Your tasks:
1. Update the flavor selection thread, giving the stretch from "Please advise on" through "all day vape." again with "sweeter juices" replaced by "fruitier juices".
2. Answer these questions from the flavor selection thread:
(a) From which store is morras ordering the DIY starter kit?
(b) How many concentrates did Lord Vetinari get in the first order?
(c) Which simple juice does morras name as an initial one to make?

Text block:
# Please help - flavour selection.



## morras (16/4/16)

Hi all

I am ordering my DIY starter kit from Skyblue.....

Please advise on the 10 concentrates that is best to buy as a start.

Looking for the 10 that twill allow me to make the most juices - i will be starting with the simpler juices like mustard milk initially.

I enjoy the sweeter juices in general and xxx is my current all day vape.

All help will be greatly appreciated !


----------



## Lord Vetinari (16/4/16)

I tried to start with 10... and got 50 in my first order looool. All the best there man I was too weak to keep numbers down myself

Reactions: Can relate 1


----------



## morras (16/4/16)

This is what i was thinking ??



 Large DIY E-liquid Starter Kit (Without Box)

[Stored data]

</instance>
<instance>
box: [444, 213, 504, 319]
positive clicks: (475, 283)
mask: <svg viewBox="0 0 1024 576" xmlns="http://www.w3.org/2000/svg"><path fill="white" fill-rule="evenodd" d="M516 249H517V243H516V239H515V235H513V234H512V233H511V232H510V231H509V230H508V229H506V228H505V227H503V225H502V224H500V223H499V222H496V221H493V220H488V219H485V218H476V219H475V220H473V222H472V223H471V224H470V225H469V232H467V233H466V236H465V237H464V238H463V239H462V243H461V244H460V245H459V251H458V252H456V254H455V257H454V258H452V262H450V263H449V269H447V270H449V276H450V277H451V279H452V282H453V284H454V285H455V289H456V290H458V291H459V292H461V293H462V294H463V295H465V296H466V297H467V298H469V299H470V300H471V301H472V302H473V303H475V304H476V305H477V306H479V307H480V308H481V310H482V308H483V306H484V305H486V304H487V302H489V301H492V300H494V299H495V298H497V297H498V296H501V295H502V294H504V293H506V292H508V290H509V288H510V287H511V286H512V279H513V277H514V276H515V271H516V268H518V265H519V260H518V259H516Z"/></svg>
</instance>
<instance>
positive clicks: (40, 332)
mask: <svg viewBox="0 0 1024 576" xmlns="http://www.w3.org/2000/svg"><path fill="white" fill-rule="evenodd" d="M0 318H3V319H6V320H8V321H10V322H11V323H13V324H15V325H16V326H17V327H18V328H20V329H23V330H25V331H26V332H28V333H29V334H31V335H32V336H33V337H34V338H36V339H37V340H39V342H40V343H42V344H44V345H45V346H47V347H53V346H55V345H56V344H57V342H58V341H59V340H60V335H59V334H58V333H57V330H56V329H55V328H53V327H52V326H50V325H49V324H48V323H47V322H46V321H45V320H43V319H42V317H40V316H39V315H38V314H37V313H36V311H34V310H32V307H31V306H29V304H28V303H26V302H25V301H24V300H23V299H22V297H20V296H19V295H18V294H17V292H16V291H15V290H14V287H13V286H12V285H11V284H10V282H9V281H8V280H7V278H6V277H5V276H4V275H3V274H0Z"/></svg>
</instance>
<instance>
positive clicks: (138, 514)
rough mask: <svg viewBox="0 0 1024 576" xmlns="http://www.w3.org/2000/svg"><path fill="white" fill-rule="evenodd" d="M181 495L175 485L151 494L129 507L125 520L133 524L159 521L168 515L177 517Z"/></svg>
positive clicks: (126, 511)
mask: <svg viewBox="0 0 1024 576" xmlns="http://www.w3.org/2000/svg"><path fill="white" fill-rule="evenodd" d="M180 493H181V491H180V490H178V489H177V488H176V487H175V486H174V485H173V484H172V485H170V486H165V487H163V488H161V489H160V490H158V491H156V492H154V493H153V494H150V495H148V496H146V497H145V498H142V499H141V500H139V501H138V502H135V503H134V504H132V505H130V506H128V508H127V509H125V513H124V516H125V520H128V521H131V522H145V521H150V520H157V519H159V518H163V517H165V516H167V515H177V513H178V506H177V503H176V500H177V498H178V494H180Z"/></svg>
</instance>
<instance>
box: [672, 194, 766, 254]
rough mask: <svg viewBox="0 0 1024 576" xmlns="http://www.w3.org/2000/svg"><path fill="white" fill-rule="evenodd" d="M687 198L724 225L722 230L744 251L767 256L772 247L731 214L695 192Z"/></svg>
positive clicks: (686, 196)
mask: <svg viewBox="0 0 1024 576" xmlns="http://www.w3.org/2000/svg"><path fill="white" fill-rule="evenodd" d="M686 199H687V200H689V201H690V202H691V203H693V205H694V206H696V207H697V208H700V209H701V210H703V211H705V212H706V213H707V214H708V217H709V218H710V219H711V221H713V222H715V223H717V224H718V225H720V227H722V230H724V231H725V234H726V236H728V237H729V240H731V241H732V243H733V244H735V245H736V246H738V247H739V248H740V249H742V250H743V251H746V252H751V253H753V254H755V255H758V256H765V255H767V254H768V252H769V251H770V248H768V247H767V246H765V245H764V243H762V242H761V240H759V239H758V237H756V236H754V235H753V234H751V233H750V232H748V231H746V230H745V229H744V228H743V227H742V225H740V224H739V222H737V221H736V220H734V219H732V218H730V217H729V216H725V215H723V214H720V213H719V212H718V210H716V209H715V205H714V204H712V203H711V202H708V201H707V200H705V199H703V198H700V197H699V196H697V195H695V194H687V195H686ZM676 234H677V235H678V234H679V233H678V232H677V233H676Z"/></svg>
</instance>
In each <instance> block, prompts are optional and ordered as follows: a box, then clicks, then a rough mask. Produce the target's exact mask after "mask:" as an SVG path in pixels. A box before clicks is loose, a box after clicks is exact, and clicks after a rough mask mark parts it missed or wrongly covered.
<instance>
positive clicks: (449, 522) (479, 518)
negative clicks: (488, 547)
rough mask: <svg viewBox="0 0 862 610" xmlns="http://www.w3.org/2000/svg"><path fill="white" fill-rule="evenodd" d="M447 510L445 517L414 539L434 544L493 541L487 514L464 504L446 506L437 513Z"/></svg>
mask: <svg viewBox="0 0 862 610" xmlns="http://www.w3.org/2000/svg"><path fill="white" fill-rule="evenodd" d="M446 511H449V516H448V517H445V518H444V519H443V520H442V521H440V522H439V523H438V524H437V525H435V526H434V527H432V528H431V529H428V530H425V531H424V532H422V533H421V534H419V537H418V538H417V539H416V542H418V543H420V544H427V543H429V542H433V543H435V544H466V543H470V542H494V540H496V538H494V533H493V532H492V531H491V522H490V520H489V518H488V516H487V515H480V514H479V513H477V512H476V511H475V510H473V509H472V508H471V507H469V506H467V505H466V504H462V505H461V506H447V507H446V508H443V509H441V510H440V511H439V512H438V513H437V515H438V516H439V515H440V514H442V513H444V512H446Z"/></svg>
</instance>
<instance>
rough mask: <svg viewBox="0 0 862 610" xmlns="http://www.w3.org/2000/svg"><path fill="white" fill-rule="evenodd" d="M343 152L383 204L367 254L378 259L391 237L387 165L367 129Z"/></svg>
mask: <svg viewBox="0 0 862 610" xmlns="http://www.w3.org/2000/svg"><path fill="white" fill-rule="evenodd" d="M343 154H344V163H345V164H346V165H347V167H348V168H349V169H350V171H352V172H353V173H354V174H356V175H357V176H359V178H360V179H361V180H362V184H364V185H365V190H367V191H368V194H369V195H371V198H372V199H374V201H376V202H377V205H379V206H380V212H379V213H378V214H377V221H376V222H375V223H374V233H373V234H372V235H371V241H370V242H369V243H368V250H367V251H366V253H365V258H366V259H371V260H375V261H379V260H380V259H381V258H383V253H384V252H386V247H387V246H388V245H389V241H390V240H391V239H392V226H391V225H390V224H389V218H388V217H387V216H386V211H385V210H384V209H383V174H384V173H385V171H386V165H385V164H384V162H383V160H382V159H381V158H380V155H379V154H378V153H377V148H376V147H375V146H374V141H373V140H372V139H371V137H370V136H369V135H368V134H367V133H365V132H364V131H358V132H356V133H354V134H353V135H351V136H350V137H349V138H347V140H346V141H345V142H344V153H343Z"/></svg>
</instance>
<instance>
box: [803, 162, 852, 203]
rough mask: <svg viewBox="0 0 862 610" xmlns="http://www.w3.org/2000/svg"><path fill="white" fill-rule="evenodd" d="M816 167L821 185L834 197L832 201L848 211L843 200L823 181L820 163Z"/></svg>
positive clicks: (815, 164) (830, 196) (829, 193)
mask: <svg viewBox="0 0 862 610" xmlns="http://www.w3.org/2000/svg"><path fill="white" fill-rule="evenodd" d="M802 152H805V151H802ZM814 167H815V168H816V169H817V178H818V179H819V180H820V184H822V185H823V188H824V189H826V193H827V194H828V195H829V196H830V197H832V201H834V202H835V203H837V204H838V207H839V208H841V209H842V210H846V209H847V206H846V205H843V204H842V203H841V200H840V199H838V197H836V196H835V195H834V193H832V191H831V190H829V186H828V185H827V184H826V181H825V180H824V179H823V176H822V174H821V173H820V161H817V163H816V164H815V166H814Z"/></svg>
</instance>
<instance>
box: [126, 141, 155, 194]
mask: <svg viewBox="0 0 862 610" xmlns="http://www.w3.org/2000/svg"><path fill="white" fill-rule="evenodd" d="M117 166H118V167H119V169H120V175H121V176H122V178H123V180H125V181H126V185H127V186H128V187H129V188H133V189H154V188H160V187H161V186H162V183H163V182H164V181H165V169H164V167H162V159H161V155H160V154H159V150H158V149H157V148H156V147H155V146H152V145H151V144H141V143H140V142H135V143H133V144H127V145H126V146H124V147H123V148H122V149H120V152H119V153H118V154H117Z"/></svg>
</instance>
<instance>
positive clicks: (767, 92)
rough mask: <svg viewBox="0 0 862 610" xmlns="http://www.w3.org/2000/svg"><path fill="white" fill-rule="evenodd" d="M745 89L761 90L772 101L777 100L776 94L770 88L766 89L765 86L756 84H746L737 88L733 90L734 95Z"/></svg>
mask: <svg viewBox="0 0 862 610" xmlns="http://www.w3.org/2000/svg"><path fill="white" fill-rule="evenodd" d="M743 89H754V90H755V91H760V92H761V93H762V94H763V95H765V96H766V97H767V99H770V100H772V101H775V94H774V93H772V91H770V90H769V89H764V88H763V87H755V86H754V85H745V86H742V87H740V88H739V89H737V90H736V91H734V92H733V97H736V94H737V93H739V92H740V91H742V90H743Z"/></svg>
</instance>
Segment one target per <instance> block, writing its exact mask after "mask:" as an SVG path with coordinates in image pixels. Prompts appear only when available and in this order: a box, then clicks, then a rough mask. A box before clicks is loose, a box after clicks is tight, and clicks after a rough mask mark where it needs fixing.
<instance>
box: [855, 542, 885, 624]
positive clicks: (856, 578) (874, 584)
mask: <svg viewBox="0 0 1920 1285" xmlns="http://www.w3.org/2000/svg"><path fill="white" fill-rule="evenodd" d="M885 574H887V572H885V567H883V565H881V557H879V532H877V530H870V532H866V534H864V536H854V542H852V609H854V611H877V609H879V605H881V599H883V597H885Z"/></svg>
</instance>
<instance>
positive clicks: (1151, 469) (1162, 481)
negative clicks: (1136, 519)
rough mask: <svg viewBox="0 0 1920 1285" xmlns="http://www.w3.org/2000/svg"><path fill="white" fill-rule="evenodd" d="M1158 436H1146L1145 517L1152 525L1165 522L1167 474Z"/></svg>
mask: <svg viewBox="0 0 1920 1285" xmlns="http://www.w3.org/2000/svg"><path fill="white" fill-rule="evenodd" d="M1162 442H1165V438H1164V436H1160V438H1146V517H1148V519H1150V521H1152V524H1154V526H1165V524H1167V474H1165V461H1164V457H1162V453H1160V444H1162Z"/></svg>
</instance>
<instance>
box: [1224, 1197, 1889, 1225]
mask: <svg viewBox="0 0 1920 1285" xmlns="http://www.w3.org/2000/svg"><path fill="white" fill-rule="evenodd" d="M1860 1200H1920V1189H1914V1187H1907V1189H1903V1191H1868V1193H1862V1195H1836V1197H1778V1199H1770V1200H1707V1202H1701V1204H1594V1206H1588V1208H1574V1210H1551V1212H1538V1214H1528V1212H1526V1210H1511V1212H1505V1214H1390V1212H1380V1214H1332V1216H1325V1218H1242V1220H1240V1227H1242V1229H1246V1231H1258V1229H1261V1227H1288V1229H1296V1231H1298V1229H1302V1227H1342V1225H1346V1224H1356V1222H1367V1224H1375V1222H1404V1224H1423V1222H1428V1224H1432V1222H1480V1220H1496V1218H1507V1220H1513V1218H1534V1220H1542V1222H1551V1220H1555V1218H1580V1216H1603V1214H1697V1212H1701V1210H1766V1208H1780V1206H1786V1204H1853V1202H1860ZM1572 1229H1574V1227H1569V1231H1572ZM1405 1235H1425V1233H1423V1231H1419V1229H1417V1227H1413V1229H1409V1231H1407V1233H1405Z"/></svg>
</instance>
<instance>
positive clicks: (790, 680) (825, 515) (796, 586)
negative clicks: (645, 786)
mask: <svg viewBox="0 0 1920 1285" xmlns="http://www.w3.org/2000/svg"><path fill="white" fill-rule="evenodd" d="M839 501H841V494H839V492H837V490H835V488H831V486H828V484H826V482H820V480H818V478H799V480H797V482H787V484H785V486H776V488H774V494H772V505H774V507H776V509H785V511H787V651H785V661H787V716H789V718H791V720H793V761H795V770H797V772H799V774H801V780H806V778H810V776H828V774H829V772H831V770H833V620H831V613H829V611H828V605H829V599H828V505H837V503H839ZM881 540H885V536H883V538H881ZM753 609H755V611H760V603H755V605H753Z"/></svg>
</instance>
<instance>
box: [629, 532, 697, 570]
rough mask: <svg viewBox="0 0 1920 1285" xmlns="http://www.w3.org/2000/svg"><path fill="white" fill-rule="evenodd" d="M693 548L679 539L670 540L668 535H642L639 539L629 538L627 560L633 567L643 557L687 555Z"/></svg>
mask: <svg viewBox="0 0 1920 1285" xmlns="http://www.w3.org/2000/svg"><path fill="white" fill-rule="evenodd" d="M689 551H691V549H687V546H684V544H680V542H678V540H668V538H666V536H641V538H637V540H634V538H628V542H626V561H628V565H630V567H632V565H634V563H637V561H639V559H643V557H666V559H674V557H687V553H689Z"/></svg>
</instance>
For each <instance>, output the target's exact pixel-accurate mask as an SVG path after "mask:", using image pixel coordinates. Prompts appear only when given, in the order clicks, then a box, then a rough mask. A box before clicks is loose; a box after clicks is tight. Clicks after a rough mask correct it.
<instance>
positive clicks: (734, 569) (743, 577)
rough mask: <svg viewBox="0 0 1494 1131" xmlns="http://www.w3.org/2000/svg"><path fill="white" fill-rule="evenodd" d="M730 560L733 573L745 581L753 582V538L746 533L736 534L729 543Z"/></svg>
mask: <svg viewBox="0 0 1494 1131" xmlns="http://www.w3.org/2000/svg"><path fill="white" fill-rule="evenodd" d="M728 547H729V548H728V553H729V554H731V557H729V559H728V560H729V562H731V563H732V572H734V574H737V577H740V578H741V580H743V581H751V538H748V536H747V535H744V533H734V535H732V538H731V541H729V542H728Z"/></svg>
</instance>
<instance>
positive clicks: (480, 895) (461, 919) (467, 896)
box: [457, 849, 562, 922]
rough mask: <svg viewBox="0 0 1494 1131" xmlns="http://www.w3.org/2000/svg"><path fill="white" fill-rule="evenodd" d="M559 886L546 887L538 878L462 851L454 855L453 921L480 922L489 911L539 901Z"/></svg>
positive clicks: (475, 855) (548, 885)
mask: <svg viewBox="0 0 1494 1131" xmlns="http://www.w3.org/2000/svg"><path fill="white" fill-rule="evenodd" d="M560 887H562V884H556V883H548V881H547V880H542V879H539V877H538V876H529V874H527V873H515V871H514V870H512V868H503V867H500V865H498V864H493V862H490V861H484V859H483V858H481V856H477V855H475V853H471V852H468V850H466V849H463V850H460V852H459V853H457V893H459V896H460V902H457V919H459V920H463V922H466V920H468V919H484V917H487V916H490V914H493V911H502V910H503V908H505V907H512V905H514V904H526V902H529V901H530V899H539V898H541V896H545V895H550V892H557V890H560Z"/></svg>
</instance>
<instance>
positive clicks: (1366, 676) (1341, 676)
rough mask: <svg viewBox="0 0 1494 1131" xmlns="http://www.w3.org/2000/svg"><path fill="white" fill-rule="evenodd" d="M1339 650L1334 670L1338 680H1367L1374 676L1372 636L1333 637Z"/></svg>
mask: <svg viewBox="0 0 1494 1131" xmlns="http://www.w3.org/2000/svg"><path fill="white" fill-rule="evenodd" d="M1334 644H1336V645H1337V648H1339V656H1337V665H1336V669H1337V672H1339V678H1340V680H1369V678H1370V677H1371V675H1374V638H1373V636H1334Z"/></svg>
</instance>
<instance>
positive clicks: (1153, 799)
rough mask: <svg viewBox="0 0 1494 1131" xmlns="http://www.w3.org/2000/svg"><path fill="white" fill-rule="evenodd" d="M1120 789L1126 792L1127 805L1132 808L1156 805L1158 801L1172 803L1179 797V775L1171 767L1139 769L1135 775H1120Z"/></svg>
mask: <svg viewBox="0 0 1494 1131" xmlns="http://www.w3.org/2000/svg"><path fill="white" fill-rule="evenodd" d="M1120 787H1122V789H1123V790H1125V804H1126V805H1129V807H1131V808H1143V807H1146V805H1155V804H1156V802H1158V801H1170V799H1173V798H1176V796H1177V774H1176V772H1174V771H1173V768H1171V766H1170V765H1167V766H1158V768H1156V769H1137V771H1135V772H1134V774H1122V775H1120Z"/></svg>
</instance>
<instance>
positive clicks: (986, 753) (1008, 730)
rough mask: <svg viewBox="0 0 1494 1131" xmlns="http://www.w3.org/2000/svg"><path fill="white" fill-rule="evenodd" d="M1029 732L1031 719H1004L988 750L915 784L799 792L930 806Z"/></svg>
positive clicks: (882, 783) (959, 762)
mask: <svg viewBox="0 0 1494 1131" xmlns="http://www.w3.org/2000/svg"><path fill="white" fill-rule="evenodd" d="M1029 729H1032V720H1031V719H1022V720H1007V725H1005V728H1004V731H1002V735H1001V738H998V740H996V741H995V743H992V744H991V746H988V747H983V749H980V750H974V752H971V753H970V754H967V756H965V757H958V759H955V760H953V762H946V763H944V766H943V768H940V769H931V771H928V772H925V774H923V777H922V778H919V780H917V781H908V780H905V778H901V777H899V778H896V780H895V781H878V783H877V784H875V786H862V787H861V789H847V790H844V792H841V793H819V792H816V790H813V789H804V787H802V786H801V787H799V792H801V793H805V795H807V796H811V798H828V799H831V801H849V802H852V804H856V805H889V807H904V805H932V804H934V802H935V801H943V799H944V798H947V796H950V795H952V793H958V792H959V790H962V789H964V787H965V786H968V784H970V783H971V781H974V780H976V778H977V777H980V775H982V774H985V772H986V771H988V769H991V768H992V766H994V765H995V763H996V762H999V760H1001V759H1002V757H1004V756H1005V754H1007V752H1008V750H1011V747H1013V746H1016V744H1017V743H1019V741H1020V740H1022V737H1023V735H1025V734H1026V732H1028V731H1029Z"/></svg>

Outputs in order:
1.
Please advise on the 10 concentrates that is best to buy as a start.

Looking for the 10 that twill allow me to make the most juices - i will be starting with the simpler juices like mustard milk initially.

I enjoy the fruitier juices in general and xxx is my current all day vape.

2.
(a) Skyblue
(b) 50
(c) Mustard milk